## Stated goal
Please rewrite all the entries below, switching each "per instance" to "per object" and leaving everything else unchanged.

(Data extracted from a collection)
+ + + + + + +
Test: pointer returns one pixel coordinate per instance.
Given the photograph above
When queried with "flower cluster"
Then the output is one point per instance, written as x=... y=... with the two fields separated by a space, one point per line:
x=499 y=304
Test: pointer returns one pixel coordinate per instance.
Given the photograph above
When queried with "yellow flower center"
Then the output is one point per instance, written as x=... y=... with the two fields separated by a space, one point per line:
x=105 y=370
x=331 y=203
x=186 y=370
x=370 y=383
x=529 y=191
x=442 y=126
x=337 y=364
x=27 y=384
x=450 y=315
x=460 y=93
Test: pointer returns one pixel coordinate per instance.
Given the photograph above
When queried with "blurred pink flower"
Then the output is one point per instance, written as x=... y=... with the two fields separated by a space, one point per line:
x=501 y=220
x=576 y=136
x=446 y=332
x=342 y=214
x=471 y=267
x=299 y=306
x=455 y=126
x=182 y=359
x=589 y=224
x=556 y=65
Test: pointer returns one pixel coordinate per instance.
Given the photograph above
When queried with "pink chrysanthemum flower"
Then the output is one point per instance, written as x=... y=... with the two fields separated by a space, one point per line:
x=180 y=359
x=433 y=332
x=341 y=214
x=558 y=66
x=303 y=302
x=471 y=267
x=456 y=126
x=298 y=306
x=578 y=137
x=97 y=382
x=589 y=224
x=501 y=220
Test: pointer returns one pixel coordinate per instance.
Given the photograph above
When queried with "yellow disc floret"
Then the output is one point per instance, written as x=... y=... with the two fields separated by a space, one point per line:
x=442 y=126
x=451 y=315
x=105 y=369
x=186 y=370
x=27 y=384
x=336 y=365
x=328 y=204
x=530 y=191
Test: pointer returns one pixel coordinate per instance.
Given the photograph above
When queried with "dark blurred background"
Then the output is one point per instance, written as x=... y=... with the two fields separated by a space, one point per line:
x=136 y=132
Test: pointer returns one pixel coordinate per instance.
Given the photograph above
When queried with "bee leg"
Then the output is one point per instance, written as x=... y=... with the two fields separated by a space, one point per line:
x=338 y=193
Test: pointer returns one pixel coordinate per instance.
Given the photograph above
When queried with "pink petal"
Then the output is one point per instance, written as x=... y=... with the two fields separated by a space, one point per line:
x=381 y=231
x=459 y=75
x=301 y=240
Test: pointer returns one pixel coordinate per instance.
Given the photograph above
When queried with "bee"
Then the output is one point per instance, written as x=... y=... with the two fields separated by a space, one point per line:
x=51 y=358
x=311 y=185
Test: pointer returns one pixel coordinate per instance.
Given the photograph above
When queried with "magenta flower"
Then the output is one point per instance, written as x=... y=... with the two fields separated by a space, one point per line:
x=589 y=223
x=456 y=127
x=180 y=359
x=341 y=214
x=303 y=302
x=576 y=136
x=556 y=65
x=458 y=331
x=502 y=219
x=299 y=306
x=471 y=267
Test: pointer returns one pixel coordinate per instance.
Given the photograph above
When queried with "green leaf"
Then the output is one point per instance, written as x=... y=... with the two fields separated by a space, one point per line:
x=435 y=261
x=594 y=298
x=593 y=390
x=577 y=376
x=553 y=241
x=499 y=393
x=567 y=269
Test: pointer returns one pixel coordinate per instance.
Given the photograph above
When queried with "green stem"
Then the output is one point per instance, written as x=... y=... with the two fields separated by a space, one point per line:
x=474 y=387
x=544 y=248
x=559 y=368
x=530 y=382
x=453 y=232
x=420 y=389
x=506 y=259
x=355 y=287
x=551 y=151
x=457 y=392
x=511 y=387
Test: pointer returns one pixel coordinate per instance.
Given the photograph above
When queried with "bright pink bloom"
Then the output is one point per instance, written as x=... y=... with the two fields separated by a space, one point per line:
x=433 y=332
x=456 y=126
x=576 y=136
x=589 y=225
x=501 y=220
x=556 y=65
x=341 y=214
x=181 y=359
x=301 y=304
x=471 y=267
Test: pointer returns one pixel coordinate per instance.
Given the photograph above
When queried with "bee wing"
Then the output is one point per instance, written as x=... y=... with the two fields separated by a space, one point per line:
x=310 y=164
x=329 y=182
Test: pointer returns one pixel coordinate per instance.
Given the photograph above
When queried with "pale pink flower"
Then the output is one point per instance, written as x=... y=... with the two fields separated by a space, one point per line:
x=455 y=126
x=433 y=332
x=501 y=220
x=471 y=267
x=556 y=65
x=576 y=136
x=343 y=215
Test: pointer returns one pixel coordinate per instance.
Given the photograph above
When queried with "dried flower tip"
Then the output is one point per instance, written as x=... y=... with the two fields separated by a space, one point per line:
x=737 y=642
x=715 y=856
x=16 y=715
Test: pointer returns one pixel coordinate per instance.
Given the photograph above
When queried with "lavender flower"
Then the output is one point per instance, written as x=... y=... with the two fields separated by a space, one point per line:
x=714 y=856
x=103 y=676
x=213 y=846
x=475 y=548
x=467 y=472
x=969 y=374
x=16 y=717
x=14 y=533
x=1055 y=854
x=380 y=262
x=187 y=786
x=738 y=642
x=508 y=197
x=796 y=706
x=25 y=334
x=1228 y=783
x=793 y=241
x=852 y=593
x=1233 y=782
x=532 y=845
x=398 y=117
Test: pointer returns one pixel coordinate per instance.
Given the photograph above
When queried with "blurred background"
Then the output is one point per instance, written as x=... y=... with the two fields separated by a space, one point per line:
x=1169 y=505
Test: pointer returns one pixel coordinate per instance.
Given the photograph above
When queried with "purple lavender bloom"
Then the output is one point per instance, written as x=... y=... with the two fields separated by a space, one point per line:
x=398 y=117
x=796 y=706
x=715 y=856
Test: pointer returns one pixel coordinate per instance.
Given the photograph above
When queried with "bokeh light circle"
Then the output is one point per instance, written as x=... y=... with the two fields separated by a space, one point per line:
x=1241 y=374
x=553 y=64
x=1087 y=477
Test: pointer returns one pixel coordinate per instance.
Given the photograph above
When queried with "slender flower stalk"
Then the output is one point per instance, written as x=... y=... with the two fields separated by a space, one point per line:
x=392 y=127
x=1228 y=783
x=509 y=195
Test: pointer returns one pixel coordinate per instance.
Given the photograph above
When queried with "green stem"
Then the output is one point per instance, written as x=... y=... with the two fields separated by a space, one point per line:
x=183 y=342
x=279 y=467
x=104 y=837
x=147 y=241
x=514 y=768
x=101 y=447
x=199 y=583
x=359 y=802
+ + + + + + +
## Exercise solution
Test: pointer returns one pixel coordinate per object.
Given the photograph above
When queried with "flower cluster"
Then the output is one point per object, written as x=... y=... with the two fields separated by a space, one point per line:
x=499 y=304
Test: pointer returns one pixel coordinate per object.
Given the photograph above
When queried with "yellow flower center"
Then the output is one point per object, written as x=... y=... with the two fields separated by a space, one point per line:
x=105 y=370
x=331 y=203
x=186 y=370
x=370 y=383
x=529 y=191
x=442 y=126
x=337 y=364
x=27 y=384
x=450 y=315
x=460 y=93
Test: pointer returns one pixel coordinate per object.
Given the photograph above
When queried with "blurred pink flower"
Then the output is one point per object, written as x=... y=... with the two fields separated by a space, one point per line:
x=501 y=220
x=576 y=136
x=446 y=332
x=342 y=214
x=471 y=267
x=299 y=306
x=455 y=126
x=182 y=359
x=589 y=224
x=556 y=65
Test: pointer returns one pixel coordinate per object.
Given the photograph above
When queried with "pink chrysanthemum flower"
Then the output is one point per object, written as x=... y=... with the two fields separated by a space, one point per line:
x=180 y=359
x=433 y=332
x=341 y=214
x=558 y=66
x=303 y=302
x=471 y=267
x=456 y=126
x=298 y=306
x=578 y=137
x=97 y=382
x=589 y=224
x=501 y=220
Test: pointer returns one pixel coordinate per object.
Given the photograph above
When queried with "yellow disc floret"
Then the output is one point per object, written as x=... y=... with the two fields separated by a space, one point per line:
x=442 y=126
x=451 y=315
x=105 y=369
x=186 y=370
x=27 y=384
x=336 y=365
x=328 y=204
x=530 y=191
Test: pointer returns one pixel coordinate per object.
Given the photograph above
When queried with "dark blurred background"
Then the output is one point per object, written as x=... y=... with the two fields separated by a space, one point per line:
x=136 y=132
Test: pointer returns one pixel coordinate per object.
Given the photograph above
When queried with "bee leg"
Then the output is one point per object, written as x=... y=... with the two fields separated by a space, one point per line:
x=338 y=193
Test: pointer returns one pixel coordinate per object.
Given the photograph above
When queried with "pink petal"
Then the output is one point per object, written as x=... y=... with the two fields separated by a space, one point per line:
x=381 y=231
x=459 y=75
x=301 y=240
Test: pointer returns one pixel coordinate per object.
Given the photograph above
When queried with "bee"
Then the output is one point per object, written as x=... y=... with the two fields separated by a space, one point per line:
x=51 y=358
x=311 y=185
Test: pointer returns one pixel coordinate per object.
Given the photograph above
When queried with "magenta flower"
Then the output is one point per object, written as x=... y=... with the two fields separated by a space, one point per line:
x=589 y=223
x=456 y=127
x=180 y=359
x=341 y=214
x=303 y=302
x=576 y=136
x=556 y=65
x=458 y=331
x=502 y=219
x=299 y=306
x=471 y=267
Test: pointer returns one pixel coordinate per object.
Given the photograph above
When queried with "green leaf"
Then the output is one point per object, written as x=... y=... with the two fields separated by a space, one point per line:
x=435 y=261
x=594 y=298
x=593 y=390
x=577 y=376
x=553 y=241
x=499 y=393
x=567 y=269
Test: pointer returns one pixel coordinate per object.
Given the photograph above
When queried with "green stem"
Then the output is one point per object, written as x=... y=... with the two fields separated by a space, one point per line:
x=474 y=387
x=544 y=248
x=559 y=368
x=530 y=382
x=453 y=232
x=420 y=389
x=506 y=259
x=355 y=287
x=551 y=151
x=457 y=392
x=511 y=387
Test: pointer returns one pixel coordinate per object.
Given the photograph above
When queried with "bright pink bloom"
Then the output is one point per object, written as x=... y=... with the two fields separated by a space, one point per line:
x=433 y=332
x=456 y=126
x=576 y=136
x=589 y=225
x=501 y=220
x=556 y=65
x=341 y=214
x=181 y=359
x=301 y=304
x=471 y=267
Test: pointer returns one pixel coordinate per object.
Given the photograph above
When queried with "bee wing"
Then the output is one point per object, written as x=... y=... with the two fields separated by a space, one point per line:
x=310 y=164
x=329 y=182
Test: pointer returns one pixel coordinate per object.
Given the photograph above
When queried with "pale pink flower"
Then the output is one point per object, written as x=... y=... with the two fields separated by a space, one point per line:
x=455 y=126
x=433 y=332
x=501 y=220
x=471 y=267
x=556 y=65
x=576 y=136
x=343 y=215
Test: pointer returns one pixel coordinate per object.
Given the photograph above
When queried with "dried flower tip"
Then the output is one point per object, written as x=... y=... with the two fields separated by a space, one point per line:
x=737 y=642
x=715 y=856
x=16 y=715
Test: pointer returns one pixel coordinate per object.
Given the photograph above
When queried with "lavender flower"
Then the output is one point per object, written as x=... y=... with the two fields separated by a space, one point per line:
x=714 y=856
x=103 y=676
x=213 y=846
x=475 y=548
x=467 y=472
x=969 y=374
x=16 y=717
x=14 y=533
x=1055 y=854
x=380 y=262
x=187 y=786
x=738 y=642
x=508 y=197
x=796 y=706
x=25 y=334
x=1228 y=783
x=793 y=241
x=852 y=593
x=1233 y=782
x=532 y=845
x=398 y=117
Test: pointer returns one pixel coordinate per object.
Given the photograph above
When queried with "blurred background"
Then the output is one point per object, written as x=... y=... with the two fields separated by a space, one point per line:
x=1169 y=505
Test: pointer returns one pixel coordinate per object.
Given the photograph above
When queried with "purple lavender bloom"
Then the output is one point per object, written as x=... y=... with the two fields separated by a space, one point per line:
x=398 y=117
x=796 y=706
x=715 y=856
Test: pointer returns one pixel coordinate per object.
Given the photograph above
When queried with "bokeh light circle"
Then the output is one point per object, written as x=... y=... with the two fields separated by a space, one point per line:
x=1241 y=374
x=553 y=64
x=1087 y=477
Test: pointer returns one pixel coordinate per object.
Given the photograph above
When queried with "slender flower stalk"
Then the output is one point per object, written as x=... y=... with the two fields separated by a space, one point per line:
x=392 y=127
x=1228 y=783
x=509 y=195
Test: pointer returns one pixel coordinate per object.
Given the photograph above
When queried with "green stem"
Then the output is one point per object, written as x=... y=... with the two fields separated by a space, one point per line:
x=183 y=342
x=279 y=467
x=104 y=837
x=147 y=241
x=514 y=768
x=101 y=447
x=199 y=583
x=359 y=802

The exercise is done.